### WHAT YOU HAVE TO DO
Exact copy, pictures excluded: reproduce every record below.

[Start of Attachment]

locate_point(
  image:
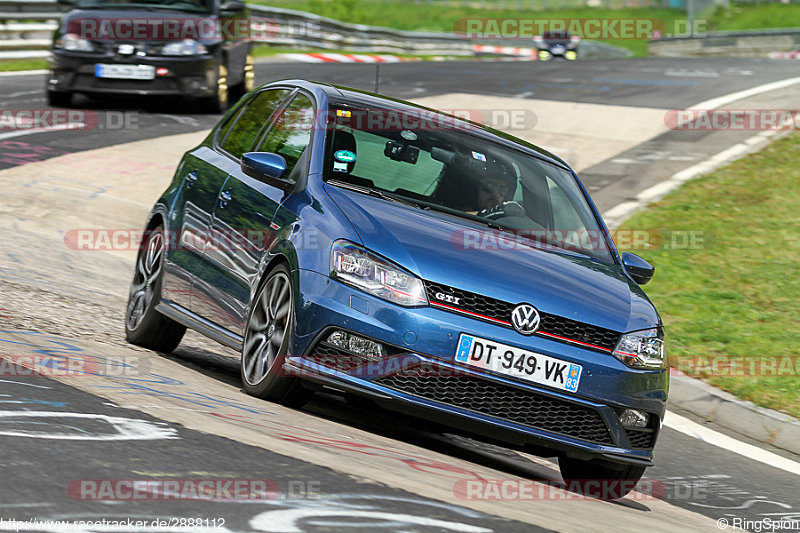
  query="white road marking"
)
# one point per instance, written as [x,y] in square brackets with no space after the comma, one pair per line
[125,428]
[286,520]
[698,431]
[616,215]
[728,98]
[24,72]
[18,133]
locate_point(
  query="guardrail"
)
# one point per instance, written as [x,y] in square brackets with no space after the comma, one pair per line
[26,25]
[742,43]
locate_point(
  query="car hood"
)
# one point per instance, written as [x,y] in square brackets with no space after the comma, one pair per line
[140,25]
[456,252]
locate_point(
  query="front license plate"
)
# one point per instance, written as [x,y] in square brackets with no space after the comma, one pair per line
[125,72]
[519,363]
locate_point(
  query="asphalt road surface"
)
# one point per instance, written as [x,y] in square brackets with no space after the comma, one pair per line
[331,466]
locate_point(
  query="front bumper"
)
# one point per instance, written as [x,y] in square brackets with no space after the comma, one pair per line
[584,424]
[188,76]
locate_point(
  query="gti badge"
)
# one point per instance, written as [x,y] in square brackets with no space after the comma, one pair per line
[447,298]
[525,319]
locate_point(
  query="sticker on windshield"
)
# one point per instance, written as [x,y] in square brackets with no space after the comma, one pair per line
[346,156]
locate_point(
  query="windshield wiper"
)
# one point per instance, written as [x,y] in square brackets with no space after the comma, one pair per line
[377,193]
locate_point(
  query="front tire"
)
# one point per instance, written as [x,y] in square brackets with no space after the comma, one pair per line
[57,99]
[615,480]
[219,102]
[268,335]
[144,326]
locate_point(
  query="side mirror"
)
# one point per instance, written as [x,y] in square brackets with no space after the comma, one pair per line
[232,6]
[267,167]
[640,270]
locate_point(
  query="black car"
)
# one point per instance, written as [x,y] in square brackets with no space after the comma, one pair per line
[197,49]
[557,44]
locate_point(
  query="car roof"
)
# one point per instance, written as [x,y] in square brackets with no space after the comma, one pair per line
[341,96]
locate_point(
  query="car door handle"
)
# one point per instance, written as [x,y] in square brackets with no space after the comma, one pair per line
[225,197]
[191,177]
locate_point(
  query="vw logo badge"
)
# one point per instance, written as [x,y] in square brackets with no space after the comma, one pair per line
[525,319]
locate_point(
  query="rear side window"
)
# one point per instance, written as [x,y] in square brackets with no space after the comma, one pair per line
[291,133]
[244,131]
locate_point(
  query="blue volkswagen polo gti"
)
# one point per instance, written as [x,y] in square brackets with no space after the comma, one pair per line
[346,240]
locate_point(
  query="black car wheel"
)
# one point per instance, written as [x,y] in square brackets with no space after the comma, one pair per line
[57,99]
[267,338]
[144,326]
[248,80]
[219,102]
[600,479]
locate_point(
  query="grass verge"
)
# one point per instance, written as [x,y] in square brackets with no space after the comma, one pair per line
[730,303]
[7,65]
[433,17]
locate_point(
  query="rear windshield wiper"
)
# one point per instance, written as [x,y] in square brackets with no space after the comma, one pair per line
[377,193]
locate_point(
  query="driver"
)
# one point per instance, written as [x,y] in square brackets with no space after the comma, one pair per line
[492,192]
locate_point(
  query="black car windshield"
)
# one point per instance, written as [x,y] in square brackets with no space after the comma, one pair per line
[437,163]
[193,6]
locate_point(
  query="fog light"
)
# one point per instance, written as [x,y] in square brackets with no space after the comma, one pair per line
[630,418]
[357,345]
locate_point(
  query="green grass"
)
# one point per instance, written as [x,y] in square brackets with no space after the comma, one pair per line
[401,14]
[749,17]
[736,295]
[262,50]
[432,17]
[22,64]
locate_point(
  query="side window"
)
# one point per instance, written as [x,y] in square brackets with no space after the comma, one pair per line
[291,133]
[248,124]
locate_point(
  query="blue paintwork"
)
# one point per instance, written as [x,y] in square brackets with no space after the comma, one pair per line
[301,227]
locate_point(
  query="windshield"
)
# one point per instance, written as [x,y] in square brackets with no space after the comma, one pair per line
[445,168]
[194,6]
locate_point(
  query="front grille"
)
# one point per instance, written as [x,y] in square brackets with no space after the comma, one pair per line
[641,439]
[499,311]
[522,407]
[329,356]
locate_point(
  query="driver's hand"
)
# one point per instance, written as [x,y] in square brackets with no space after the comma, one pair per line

[End of Attachment]

### OUTPUT BELOW
locate_point(
  image:
  query="white road marking"
)
# one point per instance, written as [x,y] in square brackets with no space after the comma, one pair per line
[125,428]
[286,520]
[698,431]
[616,215]
[728,98]
[24,72]
[18,133]
locate_point(
  query="guardrail"
)
# one point per instance, written as [x,y] in square brackets with no space after the comma, one pair per line
[26,25]
[742,43]
locate_point(
  query="car hood"
)
# one point per instance, written as [x,y] in square brackets with no space after the comma, one pair per line
[140,25]
[456,252]
locate_point(
  query="front license plate"
)
# one point per instance, written as [x,y] in square brackets with no space after the comma, one pair per line
[125,72]
[519,363]
locate_point(
  query="asphalt road surface"
)
# one point per instance, written as [x,y] in square brackets with no space after the comma, one pair per line
[331,466]
locate_point(
  query="front bumper"
)
# one point per instance, written as [x,y] in square brackets with no space after the comma, one pair per line
[584,424]
[188,76]
locate_point(
  query="gti badge"
)
# one point per instance, written as [x,y] in square brackets with no space after the comma, one pair per line
[447,298]
[525,319]
locate_point(
  query="sticker on windshield"
)
# one point per instance, written as [x,y] in square brackets with no space after the comma, one pair per line
[346,156]
locate_point(
  query="windshield wiper"
)
# one point per instance, written as [x,y] in square brackets with no space after the comma, one pair per line
[377,193]
locate_point(
  query="front tire"
)
# one point per instance, written as [x,y] in square brackets with no space after the comma, one pair per line
[57,99]
[615,480]
[219,102]
[268,335]
[144,326]
locate_point(
  query="side mirror"
)
# one point per instance, written as [x,y] in square brackets with no space after the comma, one pair per line
[232,6]
[267,167]
[640,270]
locate_point(
  query="black car"
)
# one point per instance, written as [x,y] in square brackets with no space after the comma, one pair per line
[197,49]
[557,44]
locate_point(
  query="car roof"
)
# one point per instance, written as [x,y] in square brackets with no space after the comma, one pair per line
[341,96]
locate_point(
  query="car door handle"
)
# one point per instance, written as [x,y] in square brackets with no space after the comma, one pair per line
[225,197]
[191,177]
locate_point(
  query="vw logo badge"
)
# one point per instance, written as [x,y] in square brackets with no space after the comma, one pair per line
[525,319]
locate_point(
  query="rear side window"
)
# one point per instance, written as [x,y] in square brackets with no space after the comma, one pair per line
[291,133]
[244,131]
locate_point(
  query="blue volkswagen polo gti"
)
# one point per instance, written as [x,y] in square brackets with no space after the comma, one pair per line
[346,240]
locate_point(
  query="black car wheel"
)
# one point per instance, written as [x,y] in square brackets with no space after the comma, one pair per line
[57,99]
[267,338]
[144,326]
[248,80]
[219,102]
[600,479]
locate_point(
  query="grass verge"
)
# one point per instance, written as [x,y] in square brackets with no space after the comma, one pair per line
[730,303]
[7,65]
[433,17]
locate_point(
  query="rear windshield wiper"
)
# one point per instance, written as [x,y] in square brackets with no space after the comma, one pair per line
[377,193]
locate_point(
  query="driver"
)
# one point per instance, written as [x,y] in square brackets with no space after the comma, one pair per line
[492,192]
locate_point(
  query="black car windshield"
)
# one point per instance, written as [x,y] in square brackets with no space after the comma, one pair per line
[437,163]
[193,6]
locate_point(
  query="fog light"
)
# one point per instance, written as [x,y] in square brackets with no space after the comma, one pair per line
[630,418]
[357,345]
locate_point(
  query="green grass"
)
# one point per instance, written as [x,y] in square brackets with no space after the comma, one pair per line
[401,14]
[749,17]
[736,295]
[262,50]
[432,17]
[22,64]
locate_point(
  query="side window"
)
# one point per instance, written as [x,y] in square brackets with no space after the comma, one pair per line
[291,133]
[248,124]
locate_point(
  query="blue paintwork"
)
# one point per instance, written as [x,y] in square brackets with no space after the comma, one pair per line
[301,227]
locate_point(
  query="windshield"
)
# one point per instance, written as [x,y] in square brackets with no space after the comma, one pair per line
[445,168]
[194,6]
locate_point(
  query="front grille"
)
# one point per instance, written as [x,y] in square brackets with no space after the comma, one pair per line
[641,439]
[499,311]
[522,407]
[329,356]
locate_point(
  query="driver's hand"
)
# one point per instance, written as [x,y] in square brackets with no space after the comma, one pair per line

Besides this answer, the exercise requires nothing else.